Repeat each of the following rows word for word, leaving out the pictures.

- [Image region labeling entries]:
▬▬▬▬▬▬▬▬▬▬
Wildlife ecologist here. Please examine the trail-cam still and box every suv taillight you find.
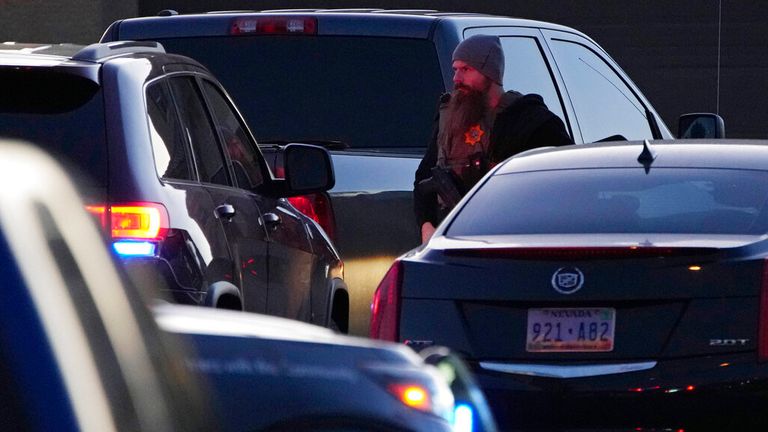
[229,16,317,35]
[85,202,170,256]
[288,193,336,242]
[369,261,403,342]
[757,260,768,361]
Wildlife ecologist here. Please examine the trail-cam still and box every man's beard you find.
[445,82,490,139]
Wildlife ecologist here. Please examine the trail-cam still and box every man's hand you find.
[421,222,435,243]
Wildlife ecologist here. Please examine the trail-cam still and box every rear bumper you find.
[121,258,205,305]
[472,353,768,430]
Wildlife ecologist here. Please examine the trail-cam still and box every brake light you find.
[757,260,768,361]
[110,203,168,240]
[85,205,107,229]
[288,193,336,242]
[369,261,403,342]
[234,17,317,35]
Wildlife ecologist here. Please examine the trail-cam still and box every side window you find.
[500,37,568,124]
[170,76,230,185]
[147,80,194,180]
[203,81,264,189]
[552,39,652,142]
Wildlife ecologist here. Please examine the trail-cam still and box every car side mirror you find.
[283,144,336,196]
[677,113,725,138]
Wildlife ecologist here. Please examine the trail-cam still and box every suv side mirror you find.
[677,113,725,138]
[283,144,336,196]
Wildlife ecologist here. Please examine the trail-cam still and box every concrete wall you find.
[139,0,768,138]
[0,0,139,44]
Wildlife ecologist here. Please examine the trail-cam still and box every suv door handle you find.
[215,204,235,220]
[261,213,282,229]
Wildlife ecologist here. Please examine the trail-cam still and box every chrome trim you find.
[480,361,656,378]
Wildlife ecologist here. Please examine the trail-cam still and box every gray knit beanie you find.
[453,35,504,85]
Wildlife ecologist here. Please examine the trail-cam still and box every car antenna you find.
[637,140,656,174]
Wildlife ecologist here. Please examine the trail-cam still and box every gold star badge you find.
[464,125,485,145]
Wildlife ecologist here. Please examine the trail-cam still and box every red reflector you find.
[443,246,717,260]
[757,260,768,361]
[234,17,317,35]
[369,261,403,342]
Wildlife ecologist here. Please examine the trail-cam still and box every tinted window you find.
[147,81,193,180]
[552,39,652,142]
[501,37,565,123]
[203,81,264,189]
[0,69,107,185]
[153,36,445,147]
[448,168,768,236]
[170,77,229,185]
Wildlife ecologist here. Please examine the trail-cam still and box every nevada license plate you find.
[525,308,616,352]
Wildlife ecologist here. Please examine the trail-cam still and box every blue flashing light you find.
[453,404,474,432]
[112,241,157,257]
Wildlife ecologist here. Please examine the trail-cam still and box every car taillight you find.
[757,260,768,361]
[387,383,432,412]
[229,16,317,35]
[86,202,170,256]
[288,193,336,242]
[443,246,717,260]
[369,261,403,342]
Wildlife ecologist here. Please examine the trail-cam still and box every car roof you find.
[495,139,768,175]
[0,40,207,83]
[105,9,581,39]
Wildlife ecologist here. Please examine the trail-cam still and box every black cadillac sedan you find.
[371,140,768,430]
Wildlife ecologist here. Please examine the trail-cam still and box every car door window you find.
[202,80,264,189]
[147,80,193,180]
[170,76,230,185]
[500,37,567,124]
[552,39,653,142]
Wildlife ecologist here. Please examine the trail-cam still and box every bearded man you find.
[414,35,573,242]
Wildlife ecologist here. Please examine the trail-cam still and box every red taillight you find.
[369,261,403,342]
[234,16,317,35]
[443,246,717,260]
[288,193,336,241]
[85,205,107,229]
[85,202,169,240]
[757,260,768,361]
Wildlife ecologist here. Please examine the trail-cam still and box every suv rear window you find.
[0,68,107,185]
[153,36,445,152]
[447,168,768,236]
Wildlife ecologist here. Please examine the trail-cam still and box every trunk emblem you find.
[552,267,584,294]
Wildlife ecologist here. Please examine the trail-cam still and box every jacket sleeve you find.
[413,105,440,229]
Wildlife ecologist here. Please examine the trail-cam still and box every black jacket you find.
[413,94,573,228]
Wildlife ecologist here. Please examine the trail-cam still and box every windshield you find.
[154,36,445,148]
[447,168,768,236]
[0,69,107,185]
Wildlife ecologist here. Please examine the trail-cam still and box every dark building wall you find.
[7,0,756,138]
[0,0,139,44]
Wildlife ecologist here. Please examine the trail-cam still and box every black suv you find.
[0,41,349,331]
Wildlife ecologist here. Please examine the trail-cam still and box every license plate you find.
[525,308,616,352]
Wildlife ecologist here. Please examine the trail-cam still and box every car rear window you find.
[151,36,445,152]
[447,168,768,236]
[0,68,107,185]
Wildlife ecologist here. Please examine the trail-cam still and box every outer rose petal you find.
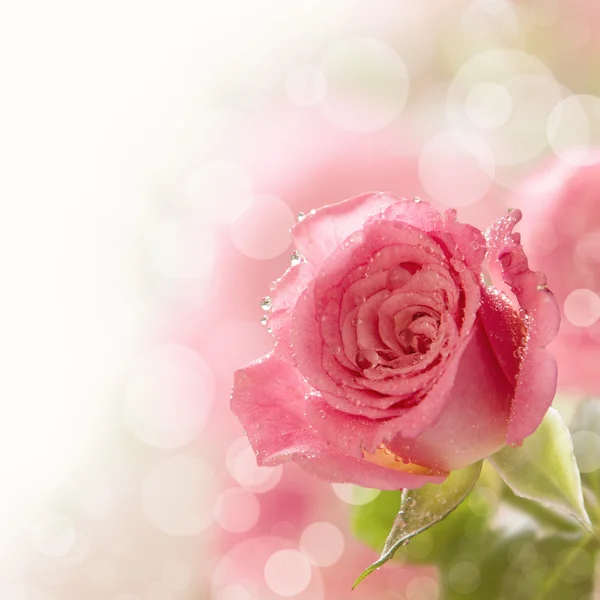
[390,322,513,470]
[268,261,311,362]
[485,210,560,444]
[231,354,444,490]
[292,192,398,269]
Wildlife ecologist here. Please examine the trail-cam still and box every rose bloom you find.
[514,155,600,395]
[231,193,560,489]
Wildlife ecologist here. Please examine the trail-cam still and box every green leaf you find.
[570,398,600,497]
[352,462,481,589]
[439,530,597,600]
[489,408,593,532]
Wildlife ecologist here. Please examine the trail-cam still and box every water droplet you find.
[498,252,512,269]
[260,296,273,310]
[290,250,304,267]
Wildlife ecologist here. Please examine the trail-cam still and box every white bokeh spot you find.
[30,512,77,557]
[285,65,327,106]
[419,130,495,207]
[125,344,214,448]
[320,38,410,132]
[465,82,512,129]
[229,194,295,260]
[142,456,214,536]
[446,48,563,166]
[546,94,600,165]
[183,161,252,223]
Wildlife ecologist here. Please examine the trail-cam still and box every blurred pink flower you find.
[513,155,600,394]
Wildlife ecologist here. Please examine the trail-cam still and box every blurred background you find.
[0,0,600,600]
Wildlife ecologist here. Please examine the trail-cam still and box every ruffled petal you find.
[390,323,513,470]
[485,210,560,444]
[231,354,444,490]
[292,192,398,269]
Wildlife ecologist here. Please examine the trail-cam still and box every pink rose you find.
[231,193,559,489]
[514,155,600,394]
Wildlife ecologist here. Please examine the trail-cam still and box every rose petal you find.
▬▬▬▬▬▬▬▬▬▬
- [Full response]:
Wildlife ecologist here. Please examine the trail-cam still and box every suv taillight you find.
[229,16,317,35]
[85,202,170,256]
[288,193,336,242]
[369,261,403,342]
[757,260,768,361]
Wildlife ecologist here. Please examine the trail-cam still and box every man's beard you find.
[445,82,490,139]
Wildlife ecologist here. Please examine the trail-cam still and box every man's hand you find.
[421,222,435,243]
Wildlife ecologist here. Please examine the trail-cam still and box every rear bumper you find.
[121,258,205,305]
[472,353,768,430]
Wildlife ecologist here. Please examine the trail-cam still and box every brake light you find.
[757,260,768,361]
[110,203,168,240]
[85,205,107,229]
[288,193,336,242]
[369,261,403,342]
[234,17,317,35]
Wildlife ecologist here. Please examine the trail-cam still and box every side window you find.
[500,37,568,124]
[170,76,230,185]
[147,80,194,180]
[203,81,264,189]
[552,39,652,142]
Wildlife ecologist here. Please examine the trail-cam still and box every car side mirror you find.
[283,144,336,196]
[677,113,725,138]
Wildlife ecologist here. Please examine the trail-cam still and box every suv side mirror you find.
[677,113,725,138]
[283,144,336,196]
Wildlife ecologist here. Please examine the trail-cam still and box every concrete wall you find.
[139,0,768,138]
[0,0,139,44]
Wildlife ecologist here. Please examine the trail-cam still and box every suv door handle you find.
[215,204,235,220]
[261,213,282,229]
Wildlife ecologist here. Please examine the trail-cam still and box every chrome trim you find.
[480,361,656,378]
Wildlife ecologist here. Please examine the trail-cam still and box every gray knit beanie you find.
[453,35,504,85]
Wildlife ecologist here. Please examine the trail-cam still and box every car antenna you find.
[637,140,656,174]
Wildlife ecologist here. Please examine the trail-cam still and box every gold star badge you find.
[464,125,485,145]
Wildlife ecologist here. Please examine the trail-cam still and box every red reflector you find.
[443,246,717,260]
[757,260,768,361]
[234,17,317,35]
[369,261,403,342]
Wildlife ecologist here. Please examine the trail-cam still and box every tinted window you find.
[147,81,193,180]
[552,39,652,142]
[501,37,565,123]
[203,81,264,189]
[0,69,107,185]
[153,36,445,147]
[448,168,768,236]
[170,77,229,185]
Wildlife ecologist here. Please examine the trail-cam still and box every nevada license plate you find.
[525,308,616,352]
Wildlife ecologist here. Please examine the trail-cam still and box every blue flashing light you find.
[453,404,474,432]
[112,241,157,257]
Wildlife ecologist here. Please examine the trail-cam still and box every car taillight you find.
[757,260,768,361]
[387,383,432,412]
[229,16,317,35]
[86,202,170,256]
[288,193,336,242]
[443,246,717,260]
[369,261,403,342]
Wildlife ecologist here. Please examine the trail-cam still and box every car roof you find.
[495,139,768,175]
[0,40,207,83]
[105,9,581,39]
Wildlife ecologist here. Please examine the trail-cam still and box every black cadillac sedan you find.
[371,140,768,430]
Wildlife ecologist here. Please examine the trail-cam still and box every car door window you find.
[202,80,264,189]
[147,80,193,180]
[170,76,230,185]
[500,37,567,124]
[552,39,653,142]
Wildlife ecologist here. Please examine the trail-cam still and box every bearded man you find.
[414,35,573,242]
Wildlife ecologist here. Please examine the trail-cam still and box every red taillight you find.
[369,261,403,342]
[234,16,317,35]
[443,246,717,260]
[288,193,336,241]
[85,205,107,229]
[85,202,169,240]
[757,260,768,361]
Wildlife ecologist here. Please examine the trail-cam still and box every suv rear window you find.
[0,68,107,185]
[153,36,445,152]
[447,168,768,236]
Wildlife ecologist here. Please examine the trail-cam still and box every trunk emblem you find.
[552,267,584,294]
Wildlife ecologist here. Please examine the trail-cam still and box every jacket sleeve you find.
[413,105,440,229]
Wildlife ecologist here. Please examine the trail-cam still and box every black jacket you find.
[413,94,573,228]
Wildlife ecologist here. Please examine the trail-cam still and box every windshield you find.
[154,36,445,148]
[447,168,768,236]
[0,69,107,185]
Wildlife ecologist here. Please examine the trail-cam still and box every dark building wall you find.
[7,0,756,138]
[0,0,139,44]
Wildlife ecologist here. Please examine the trail-cam still and box every black suv you find.
[0,41,349,331]
Wildlife ecologist here. Please examine the trail-cam still and box every license plate you find.
[525,308,616,352]
Wildlife ecologist here. Please examine the trail-cam still and box every car rear window you find.
[151,36,445,152]
[447,168,768,236]
[0,68,107,185]
Wildlife ecologist here. Please examine the trail-cam still and box every outer rose petal you find.
[390,322,513,470]
[268,261,311,362]
[485,210,560,444]
[231,354,444,490]
[292,192,398,269]
Wildlife ecologist here. Please examine the trail-cam still and box every rose bloom you find.
[514,155,600,395]
[231,193,560,489]
Wildlife ecologist here. Please examine the trail-cam still and box every green leaf you find.
[570,398,600,497]
[352,462,481,589]
[439,530,597,600]
[489,408,593,532]
Wildlife ecologist here. Please examine the trail-cam still and box every water droplet you find.
[498,252,512,269]
[260,296,273,310]
[290,250,304,267]
Wildlife ecologist here. Please examine the trail-cam still and box every white bokeh spot you find.
[30,512,77,557]
[285,65,327,106]
[419,130,495,207]
[125,344,214,448]
[320,38,410,132]
[465,82,512,129]
[229,194,295,260]
[142,456,214,536]
[446,48,563,166]
[546,94,600,165]
[183,161,252,223]
Wildlife ecologist here. Please examine the trail-cam still and box every blurred pink flower you find.
[513,155,600,394]
Wildlife ecologist here. Please examine the trail-cam still and box every blurred background you find.
[0,0,600,600]
Wildlife ecologist here. Please examine the trail-cam still and box every ruffled petal you find.
[390,323,513,470]
[485,210,560,444]
[231,354,444,490]
[292,192,398,269]
Wildlife ecologist here. Please examine the trail-cam still and box every pink rose you find.
[231,193,559,489]
[514,155,600,394]
Wildlife ecologist here. Please examine the trail-cam still and box every rose petal you find.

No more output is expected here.